#### What to do:
1. Decide whether each statement agrees with the blog post below. Answer yes or no for each and quote the exact words that decide it.
(a) The writer still has to put up with the new manager for another month.
(b) The writer says the trust for GrM is still intact.
(c) The writer says the new manager supports and helps the team.
2. Pick up the blog post below right after its final sentence and carry it on in the same voice.

#### Text extract:
--- Start ---

What should I blog about? Is there anything to say?
Changes at work has caused me so much sorrow. The useless new "manager" is just useless. He is lazy, irresponsible and he just loves to push all the shit to me, to settle on my own. He is suppose to support and help us. Bullshit. He does nothing of that sort.
Screw him. I still have to bear with him for a month more. Goddamnit.
Today, I saw something and instantly I turned into a miserable fag. I thought that work was miserable enough already but guess what? Someone else had to dig up more poop and add into the pile I already have.
Why is this happening? Why? Why is it happening when I thought that everything had ended.
Over & over again, GrM put me through those shits, those debts. I pulled through. But up till now as you can see with your own eyes... The trust for GrM is already gone. We are no longer as close as before. Would you want the same thing to happen between us? Are you sure?
The very last time, you told me that it was the final, it was the last. And now the same old script gets played again. The hesitations, the lies.
I gave you a chance to be honest, to open up. I asked and yet you lied. You should know that I know it very well whenever you lie to me. Your body language tells it all. I saw that text, I heard the calls. I gave you a chance to be honest, I asked but you didn't take the chance.

--- End ---

#### Given data:

--- Start ---

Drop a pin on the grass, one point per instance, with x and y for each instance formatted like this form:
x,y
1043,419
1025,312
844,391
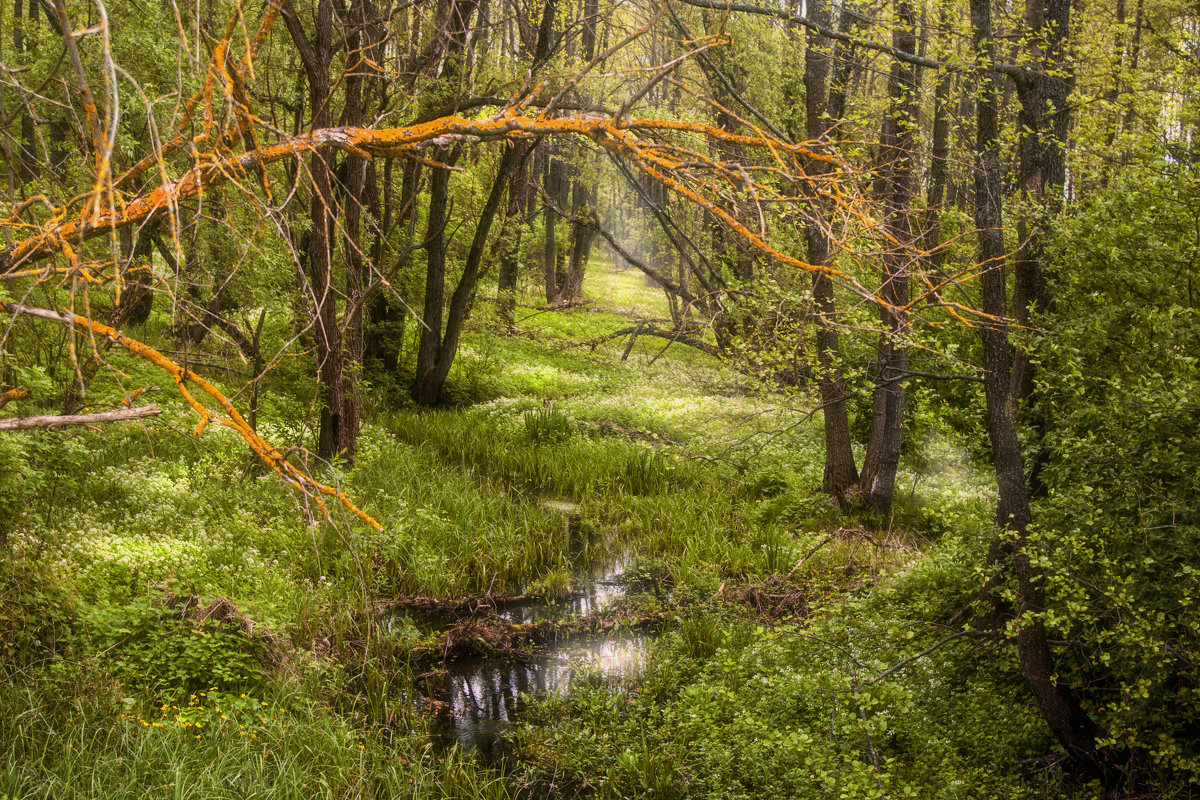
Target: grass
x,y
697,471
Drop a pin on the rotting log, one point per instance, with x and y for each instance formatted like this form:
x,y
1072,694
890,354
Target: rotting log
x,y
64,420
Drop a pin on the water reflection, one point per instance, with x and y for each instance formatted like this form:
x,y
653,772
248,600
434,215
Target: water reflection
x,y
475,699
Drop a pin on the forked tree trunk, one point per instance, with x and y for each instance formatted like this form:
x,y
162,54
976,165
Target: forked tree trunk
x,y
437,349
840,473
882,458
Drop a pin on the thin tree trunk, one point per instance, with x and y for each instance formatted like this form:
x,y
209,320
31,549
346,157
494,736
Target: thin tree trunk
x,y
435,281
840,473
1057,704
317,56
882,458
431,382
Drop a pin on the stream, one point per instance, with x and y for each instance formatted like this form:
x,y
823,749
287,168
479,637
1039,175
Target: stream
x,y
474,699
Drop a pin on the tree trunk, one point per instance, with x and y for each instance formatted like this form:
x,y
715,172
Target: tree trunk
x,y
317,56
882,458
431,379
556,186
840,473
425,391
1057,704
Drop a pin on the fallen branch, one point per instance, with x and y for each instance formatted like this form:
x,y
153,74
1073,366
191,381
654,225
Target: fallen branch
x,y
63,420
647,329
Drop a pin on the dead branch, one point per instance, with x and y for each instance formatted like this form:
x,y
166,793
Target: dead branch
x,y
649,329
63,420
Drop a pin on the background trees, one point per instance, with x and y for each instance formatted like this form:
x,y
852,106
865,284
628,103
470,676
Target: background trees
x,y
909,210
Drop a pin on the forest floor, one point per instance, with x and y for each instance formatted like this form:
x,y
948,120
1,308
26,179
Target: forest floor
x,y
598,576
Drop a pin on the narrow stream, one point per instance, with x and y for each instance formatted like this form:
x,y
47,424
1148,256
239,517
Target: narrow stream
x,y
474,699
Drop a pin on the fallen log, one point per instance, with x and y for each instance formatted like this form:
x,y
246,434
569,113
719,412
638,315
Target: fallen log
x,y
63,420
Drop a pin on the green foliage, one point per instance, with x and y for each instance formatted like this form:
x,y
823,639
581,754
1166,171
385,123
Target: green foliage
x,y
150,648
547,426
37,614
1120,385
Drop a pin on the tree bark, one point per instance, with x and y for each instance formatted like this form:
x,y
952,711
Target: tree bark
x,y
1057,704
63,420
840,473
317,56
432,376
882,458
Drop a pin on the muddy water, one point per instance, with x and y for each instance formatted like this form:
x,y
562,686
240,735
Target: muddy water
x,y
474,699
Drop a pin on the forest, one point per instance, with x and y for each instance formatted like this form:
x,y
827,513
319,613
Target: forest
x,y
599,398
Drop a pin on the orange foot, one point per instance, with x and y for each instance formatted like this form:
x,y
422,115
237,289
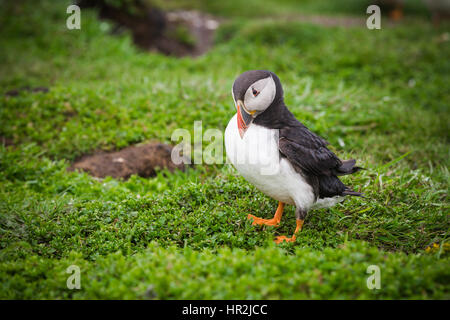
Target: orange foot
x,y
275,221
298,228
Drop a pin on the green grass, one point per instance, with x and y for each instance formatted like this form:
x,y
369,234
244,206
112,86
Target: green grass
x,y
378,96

--- End ---
--- Start ---

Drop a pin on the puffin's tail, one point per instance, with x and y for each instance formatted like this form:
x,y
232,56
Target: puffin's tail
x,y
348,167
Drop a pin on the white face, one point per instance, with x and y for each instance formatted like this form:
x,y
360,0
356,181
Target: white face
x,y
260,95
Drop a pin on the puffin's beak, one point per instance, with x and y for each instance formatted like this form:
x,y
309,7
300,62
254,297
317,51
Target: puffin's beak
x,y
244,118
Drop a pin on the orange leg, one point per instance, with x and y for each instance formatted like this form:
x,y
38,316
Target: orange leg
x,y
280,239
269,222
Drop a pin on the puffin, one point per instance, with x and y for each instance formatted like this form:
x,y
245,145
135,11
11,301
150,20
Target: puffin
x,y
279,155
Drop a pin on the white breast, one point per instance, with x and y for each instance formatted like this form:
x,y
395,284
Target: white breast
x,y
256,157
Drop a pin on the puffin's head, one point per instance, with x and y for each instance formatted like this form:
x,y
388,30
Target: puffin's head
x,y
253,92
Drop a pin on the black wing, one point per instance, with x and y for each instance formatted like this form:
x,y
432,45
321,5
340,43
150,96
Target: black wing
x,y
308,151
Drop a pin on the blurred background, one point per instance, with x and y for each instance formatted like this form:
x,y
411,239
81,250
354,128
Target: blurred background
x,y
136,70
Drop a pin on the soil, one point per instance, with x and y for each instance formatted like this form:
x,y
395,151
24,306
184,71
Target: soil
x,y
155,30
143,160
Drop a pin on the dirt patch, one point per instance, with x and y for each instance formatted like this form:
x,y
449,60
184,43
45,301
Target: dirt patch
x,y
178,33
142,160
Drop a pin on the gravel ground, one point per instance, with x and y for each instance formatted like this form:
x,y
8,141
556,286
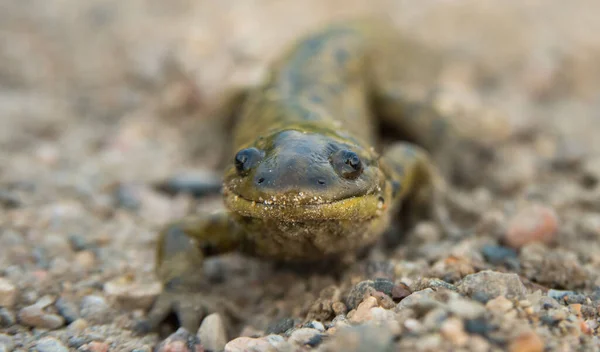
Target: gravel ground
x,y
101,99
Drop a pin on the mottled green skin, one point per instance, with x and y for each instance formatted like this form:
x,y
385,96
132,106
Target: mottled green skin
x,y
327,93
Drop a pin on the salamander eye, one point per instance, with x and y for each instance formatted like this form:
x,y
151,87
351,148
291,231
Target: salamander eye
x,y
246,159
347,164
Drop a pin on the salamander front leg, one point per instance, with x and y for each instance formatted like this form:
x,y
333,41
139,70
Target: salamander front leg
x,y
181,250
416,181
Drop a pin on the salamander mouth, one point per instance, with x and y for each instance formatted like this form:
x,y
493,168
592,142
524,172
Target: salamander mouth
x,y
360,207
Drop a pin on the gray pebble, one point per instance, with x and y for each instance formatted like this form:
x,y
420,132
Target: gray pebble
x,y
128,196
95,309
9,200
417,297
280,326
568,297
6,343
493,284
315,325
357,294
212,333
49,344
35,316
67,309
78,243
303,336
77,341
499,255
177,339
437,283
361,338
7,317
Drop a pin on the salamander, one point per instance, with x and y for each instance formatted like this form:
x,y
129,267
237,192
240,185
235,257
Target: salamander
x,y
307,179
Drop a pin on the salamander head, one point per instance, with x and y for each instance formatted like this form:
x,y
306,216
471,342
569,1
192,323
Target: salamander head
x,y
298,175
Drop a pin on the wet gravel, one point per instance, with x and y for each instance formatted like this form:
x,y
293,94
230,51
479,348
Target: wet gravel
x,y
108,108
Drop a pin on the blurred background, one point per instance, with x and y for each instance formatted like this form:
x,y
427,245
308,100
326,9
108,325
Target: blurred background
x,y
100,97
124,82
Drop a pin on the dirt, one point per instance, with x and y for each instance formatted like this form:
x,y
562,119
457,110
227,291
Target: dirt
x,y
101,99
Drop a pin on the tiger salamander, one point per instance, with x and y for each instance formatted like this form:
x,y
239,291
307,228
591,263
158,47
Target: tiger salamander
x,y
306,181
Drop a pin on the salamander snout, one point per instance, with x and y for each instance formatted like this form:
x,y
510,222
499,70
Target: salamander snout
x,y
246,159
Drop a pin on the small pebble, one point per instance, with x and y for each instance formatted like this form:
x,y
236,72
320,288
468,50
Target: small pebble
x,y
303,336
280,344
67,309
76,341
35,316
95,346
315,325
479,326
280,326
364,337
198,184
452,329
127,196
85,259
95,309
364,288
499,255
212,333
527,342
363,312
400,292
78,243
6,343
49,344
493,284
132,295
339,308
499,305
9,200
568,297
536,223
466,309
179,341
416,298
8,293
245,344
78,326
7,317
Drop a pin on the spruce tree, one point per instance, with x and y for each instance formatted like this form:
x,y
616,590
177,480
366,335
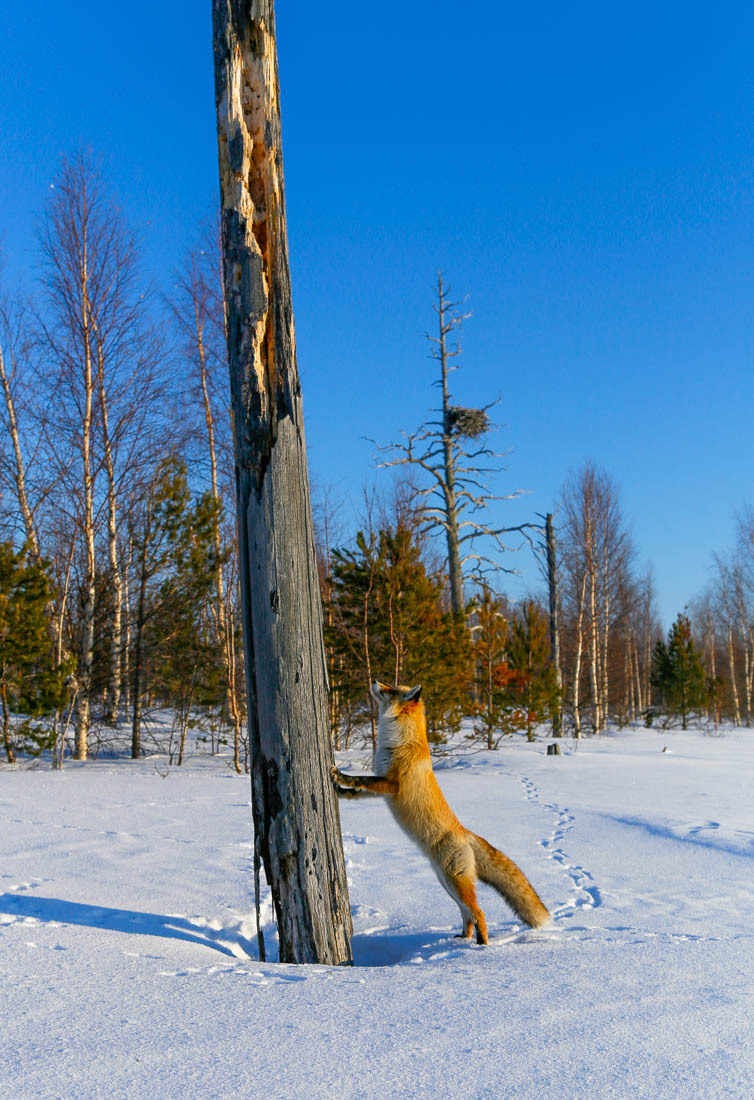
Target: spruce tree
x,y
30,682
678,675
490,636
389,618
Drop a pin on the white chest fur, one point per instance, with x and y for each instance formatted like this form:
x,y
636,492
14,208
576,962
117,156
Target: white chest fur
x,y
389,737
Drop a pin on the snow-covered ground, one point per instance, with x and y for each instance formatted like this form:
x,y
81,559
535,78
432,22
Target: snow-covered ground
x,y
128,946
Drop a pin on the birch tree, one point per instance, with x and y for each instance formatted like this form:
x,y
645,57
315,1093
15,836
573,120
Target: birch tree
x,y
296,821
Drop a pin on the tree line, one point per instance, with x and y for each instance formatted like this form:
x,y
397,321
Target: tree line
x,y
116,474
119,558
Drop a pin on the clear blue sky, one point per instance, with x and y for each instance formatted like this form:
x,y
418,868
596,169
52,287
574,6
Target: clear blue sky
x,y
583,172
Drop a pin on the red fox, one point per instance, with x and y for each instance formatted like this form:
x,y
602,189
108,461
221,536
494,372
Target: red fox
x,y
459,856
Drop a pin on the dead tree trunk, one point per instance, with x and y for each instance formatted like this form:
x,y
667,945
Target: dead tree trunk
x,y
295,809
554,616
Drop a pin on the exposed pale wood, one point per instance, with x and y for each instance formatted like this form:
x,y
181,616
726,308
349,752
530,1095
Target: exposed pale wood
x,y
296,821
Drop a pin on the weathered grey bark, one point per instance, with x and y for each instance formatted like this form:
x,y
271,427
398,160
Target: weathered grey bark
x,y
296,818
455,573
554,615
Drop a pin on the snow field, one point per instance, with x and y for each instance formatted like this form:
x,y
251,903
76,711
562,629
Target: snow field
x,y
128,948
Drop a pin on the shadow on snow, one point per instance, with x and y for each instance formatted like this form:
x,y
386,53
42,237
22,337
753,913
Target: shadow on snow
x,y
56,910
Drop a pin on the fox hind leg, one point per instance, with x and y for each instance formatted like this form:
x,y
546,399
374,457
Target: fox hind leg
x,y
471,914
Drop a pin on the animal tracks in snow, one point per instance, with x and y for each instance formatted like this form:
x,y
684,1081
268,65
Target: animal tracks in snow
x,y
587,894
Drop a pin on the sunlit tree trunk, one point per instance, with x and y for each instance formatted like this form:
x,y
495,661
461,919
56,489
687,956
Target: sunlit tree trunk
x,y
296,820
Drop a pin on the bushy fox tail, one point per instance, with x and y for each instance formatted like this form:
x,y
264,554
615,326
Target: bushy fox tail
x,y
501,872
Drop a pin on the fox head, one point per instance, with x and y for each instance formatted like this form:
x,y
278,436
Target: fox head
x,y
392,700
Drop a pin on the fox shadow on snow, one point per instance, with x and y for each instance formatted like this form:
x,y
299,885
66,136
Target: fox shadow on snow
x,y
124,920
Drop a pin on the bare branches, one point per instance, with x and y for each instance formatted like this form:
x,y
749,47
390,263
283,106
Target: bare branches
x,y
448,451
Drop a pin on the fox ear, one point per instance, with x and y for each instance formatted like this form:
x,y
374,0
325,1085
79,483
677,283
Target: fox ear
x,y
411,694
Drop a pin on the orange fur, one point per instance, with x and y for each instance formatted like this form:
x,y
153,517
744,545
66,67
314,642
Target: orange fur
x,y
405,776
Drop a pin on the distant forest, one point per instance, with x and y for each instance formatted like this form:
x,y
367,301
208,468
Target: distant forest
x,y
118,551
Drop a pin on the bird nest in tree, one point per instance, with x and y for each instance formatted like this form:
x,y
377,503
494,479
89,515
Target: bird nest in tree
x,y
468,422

--- End ---

#### Results:
1.
(a) Yes: "I still have to bear with him for a month more."
(b) No: "The trust for GrM is already gone."
(c) No: "He does nothing of that sort."

2.
Stolen my money, stolen my phone. Lied to me over and over and over again? Is this karma? Is this my retribution for lying to you when I was a child? I have never ever done anything against you before. I have never forsaken you or beaten you up like many other people had. I've asked you many many many times before already.... If you need money, ask me, ask and I will give it to you.
What do you want from me? I am already going through so much shit at work.. what else do you want seep away from my soul? Do you want me to give you my life? I really do not know when you would change. You know how much I hate all these, and you yet just continue to do them over and over again. I feel so stupid, I feel like I am just a stupid idiot to let you fool over and over again.
Serious shit. You treat me very well in all other aspects but this is one big problem that you have to overcome yourself. I will not be an idiot anymore.
No longer your muse.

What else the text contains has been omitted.